-- Start of EXTRACT --

Re: TIKA OCR not working

trung.ht Tue, 28 Apr 2015 20:55:07 -0700

Hi Uwe,

Today, I downloaded Solr 5.1 and it worked fine. It seems that this bug fix
SOLR-7139 is only included in 5.1, not 5.0.


Thank everyone for your support.

Trung.

On Tue, Apr 28, 2015 at 10:21 AM, trung.ht <trung...@anlab.vn> wrote:

> Hi Uwe,
>
> Thanks for the answer, but it looks like it does not work on my machine.
>
> I use Mac OS 10.10.3, tesseract is installed through homebrew, and tested
> with the same file I post to solr.
> I think tesseract is on path since I run this command successfully: "tesseract
> test_tesseract.png output"
>
> On command line, I got correct result (output is the correct content of
> the image), but when I upload to solr, the content is only some new line
> characters. (I used
>
> About log file, I did not see anything abnormal in solr log file (nothing
> abnormal after my POST request), am I missing another log file?
>
> With best regards,
> Trung.
>
>
> On Mon, Apr 27, 2015 at 9:34 PM, Uwe Schindler <u...@thetaphi.de> wrote:
>
>> Hi,
>> TIKA OCR is definitely working automatically with Solr 5.x.
>>
>> It is just important to install TesseractOCR on path (which is a native
>> tool that does the actual work). On Ubuntu Linux, this should be quite
>> simple ("apt-get install tesseract-ocr" or like that). You may also need to
>> ainstall additional language for better results.
>>
>> Unless you are on a Turkish localized machine (which causes a bug in the
>> JDK on spawning external processes) and the native tools are installed, it
>> should work OOB, no configuration needed. Please also check log files.
>>
>> Uwe
>>
>> -----
>> Uwe Schindler
>> H.-H.-Meier-Allee 63, D-28213 Bremen
>> http://www.thetaphi.de
>> eMail: u...@thetaphi.de
>>
>>
>> > -----Original Message-----
>> > From: Allison, Timothy B. [mailto:talli...@mitre.org]
>> > Sent: Monday, April 27, 2015 4:27 PM
>> > To: u...@tika.apache.org
>> > Cc: trung...@anlab.vn; solr-user@lucene.apache.org
>> > Subject: FW: TIKA OCR not working
>> >
>> > Trung,
>> >
>> > I haven't experimented with our OCR parser yet, but this should give a
>> good
>> > start: https://wiki.apache.org/tika/TikaOCR .
>> >
>> > Have you installed tesseract?
>> >
>> > Tika colleagues,
>> >   Any other tips?  What else has to be configured and how?
>> >
>> > -----Original Message-----
>> > From: trung.ht [mailto:trung...@anlab.vn]
>> > Sent: Friday, April 24, 2015 11:22 PM
>> > To: solr-user@lucene.apache.org
>> > Subject: Re: TIKA OCR not working
>> >
>> > HI everyone,
>> >
>> > Does anyone have the answer for this problem :)?

-- End of EXTRACT --
-- Start of RECORD EXTRACTS --

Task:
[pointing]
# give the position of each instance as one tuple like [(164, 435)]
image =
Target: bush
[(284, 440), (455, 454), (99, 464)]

-- End of RECORD EXTRACTS --

AIM 1.
Reproduce the stretch of the TIKA OCR thread from "On Tue, Apr" through "on my machine.", word for word.
AIM 2.
List each distinct email address that appears in the TIKA OCR thread, counting repeated addresses only once.
Draw only on the TIKA OCR thread; the listing plays no part.

COMPLETE OUTPUT 1.
On Tue, Apr 28, 2015 at 10:21 AM, trung.ht <trung...@anlab.vn> wrote:

> Hi Uwe,
>
> Thanks for the answer, but it looks like it does not work on my machine.

COMPLETE OUTPUT 2.
- trung...@anlab.vn
- u...@thetaphi.de
- talli...@mitre.org
- u...@tika.apache.org
- solr-user@lucene.apache.org